# DESCRIPTION OF THE TASK
Which lines run from the one containing "of the electrical" to the end of the entries below? Reproduce them exactly, both ends included.

[Extracted records]
-----
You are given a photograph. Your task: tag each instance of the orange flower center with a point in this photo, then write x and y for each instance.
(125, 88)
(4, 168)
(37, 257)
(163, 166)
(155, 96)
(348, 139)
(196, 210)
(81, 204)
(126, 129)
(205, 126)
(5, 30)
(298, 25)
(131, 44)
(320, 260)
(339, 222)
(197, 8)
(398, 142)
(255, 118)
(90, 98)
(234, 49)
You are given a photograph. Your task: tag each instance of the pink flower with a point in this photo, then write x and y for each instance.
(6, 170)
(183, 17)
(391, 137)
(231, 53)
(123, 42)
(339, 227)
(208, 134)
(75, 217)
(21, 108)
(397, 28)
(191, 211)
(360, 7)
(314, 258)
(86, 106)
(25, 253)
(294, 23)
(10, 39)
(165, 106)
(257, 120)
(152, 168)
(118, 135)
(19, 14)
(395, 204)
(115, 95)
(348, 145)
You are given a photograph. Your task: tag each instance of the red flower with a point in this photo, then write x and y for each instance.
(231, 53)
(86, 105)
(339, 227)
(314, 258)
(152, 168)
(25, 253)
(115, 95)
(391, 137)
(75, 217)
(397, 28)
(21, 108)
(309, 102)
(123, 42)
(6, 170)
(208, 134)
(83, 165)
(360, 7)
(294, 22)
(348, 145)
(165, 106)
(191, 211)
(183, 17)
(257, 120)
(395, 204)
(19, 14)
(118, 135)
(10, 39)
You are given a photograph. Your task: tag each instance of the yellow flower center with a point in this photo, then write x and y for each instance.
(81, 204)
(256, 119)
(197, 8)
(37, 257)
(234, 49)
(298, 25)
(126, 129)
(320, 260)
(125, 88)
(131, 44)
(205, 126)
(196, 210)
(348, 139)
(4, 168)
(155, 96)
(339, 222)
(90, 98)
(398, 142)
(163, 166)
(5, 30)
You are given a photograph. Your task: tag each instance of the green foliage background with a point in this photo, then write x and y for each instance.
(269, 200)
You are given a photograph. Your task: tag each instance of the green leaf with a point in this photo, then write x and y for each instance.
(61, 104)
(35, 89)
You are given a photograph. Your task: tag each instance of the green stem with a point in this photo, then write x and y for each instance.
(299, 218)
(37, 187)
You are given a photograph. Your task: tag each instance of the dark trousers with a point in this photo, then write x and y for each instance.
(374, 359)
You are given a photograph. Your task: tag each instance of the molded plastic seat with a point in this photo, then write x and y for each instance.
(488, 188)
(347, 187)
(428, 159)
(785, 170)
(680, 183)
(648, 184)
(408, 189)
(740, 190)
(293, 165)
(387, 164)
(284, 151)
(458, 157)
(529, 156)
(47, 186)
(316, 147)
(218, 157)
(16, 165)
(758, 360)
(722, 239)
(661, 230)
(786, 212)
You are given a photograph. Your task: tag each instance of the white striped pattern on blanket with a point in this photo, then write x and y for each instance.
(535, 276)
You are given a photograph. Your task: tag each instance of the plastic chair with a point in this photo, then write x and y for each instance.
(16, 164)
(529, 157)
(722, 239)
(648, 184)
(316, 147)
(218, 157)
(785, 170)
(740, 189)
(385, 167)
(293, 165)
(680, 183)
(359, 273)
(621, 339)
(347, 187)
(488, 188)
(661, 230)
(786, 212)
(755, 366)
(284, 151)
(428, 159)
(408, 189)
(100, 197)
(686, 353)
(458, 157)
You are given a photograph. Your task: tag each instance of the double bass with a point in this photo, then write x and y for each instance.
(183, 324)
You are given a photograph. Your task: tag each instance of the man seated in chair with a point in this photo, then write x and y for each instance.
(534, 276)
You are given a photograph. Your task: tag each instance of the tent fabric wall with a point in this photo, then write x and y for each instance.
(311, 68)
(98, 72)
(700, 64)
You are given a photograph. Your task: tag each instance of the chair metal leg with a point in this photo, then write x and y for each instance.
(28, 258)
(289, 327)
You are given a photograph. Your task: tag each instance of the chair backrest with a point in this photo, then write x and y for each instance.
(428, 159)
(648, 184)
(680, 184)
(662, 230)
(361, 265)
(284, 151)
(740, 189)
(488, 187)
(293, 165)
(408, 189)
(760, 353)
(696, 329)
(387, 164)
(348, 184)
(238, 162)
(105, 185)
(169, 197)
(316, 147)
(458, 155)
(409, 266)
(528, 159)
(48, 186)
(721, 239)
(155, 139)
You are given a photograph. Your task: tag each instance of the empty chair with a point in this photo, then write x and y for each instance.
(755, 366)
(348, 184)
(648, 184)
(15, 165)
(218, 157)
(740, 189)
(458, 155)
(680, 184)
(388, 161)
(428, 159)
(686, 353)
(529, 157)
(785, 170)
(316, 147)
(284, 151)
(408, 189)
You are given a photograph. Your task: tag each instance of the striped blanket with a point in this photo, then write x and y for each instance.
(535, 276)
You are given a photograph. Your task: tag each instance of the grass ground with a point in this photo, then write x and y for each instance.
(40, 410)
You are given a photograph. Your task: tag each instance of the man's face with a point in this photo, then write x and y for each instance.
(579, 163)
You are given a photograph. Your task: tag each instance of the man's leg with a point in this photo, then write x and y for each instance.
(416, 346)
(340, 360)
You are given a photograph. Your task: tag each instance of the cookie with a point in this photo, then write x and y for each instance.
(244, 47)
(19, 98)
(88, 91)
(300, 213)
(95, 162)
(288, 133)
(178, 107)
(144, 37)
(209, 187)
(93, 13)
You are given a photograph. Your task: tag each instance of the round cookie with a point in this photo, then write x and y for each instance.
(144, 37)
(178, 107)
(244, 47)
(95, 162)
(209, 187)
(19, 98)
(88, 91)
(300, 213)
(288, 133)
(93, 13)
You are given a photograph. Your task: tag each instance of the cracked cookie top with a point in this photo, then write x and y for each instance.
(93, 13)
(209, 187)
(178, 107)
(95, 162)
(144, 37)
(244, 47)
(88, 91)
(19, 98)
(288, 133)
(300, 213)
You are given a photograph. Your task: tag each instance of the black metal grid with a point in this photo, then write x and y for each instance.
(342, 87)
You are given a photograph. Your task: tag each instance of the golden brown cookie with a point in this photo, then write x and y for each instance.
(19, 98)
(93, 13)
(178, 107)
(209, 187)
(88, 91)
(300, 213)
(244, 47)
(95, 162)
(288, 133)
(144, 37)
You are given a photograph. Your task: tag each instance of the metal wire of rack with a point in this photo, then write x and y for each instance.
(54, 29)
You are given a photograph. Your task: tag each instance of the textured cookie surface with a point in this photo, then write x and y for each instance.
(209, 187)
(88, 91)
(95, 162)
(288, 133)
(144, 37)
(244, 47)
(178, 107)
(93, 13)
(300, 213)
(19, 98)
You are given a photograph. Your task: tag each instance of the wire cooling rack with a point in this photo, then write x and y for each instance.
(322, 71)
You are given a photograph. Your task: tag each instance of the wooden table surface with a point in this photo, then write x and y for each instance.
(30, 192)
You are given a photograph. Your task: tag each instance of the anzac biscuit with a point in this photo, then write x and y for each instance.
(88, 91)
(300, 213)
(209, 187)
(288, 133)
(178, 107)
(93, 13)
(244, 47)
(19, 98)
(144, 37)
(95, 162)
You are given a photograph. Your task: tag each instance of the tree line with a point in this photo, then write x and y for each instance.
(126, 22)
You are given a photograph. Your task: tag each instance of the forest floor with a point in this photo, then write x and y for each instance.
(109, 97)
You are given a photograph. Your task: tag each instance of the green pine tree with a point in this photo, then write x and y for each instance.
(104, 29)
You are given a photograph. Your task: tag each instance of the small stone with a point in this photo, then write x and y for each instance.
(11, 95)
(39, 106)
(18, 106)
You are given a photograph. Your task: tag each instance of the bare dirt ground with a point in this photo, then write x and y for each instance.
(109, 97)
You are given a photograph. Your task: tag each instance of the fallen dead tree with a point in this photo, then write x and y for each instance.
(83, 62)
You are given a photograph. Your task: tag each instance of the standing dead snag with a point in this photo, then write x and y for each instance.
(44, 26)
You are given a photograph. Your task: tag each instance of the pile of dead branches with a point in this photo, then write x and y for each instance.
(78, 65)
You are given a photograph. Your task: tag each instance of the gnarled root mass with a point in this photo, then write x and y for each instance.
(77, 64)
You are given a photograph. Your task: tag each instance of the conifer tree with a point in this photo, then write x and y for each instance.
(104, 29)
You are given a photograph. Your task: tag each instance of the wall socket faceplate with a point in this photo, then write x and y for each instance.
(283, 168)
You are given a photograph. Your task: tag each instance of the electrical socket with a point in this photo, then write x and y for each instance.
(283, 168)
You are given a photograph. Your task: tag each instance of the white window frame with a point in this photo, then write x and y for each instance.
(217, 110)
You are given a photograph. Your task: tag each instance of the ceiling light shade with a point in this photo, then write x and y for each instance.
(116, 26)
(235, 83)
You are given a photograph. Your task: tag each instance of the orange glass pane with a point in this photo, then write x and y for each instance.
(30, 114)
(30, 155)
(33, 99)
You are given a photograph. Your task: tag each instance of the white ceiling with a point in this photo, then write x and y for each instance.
-----
# EXERCISE RESPONSE
You are given a photograph. Your task: tag each instance of the electrical socket with a point in this photo, then write x and y for each instance.
(283, 168)
You are given a photograph. Your task: tag each instance of the white window frame with a point in this photo, then write x and y for each instance.
(217, 110)
You are given a photograph. Your task: tag each instance of the ceiling light shade with a point in this photo, then write x and y for each instance.
(116, 26)
(235, 83)
You are given a photograph. Your task: tag each instance of the orange glass pane with a point in this photo, then write x and y for each instance.
(30, 114)
(30, 155)
(33, 99)
You are given a photograph. Your task: tag each instance of the white ceiling with a point in this photo, then write x and y for each instance.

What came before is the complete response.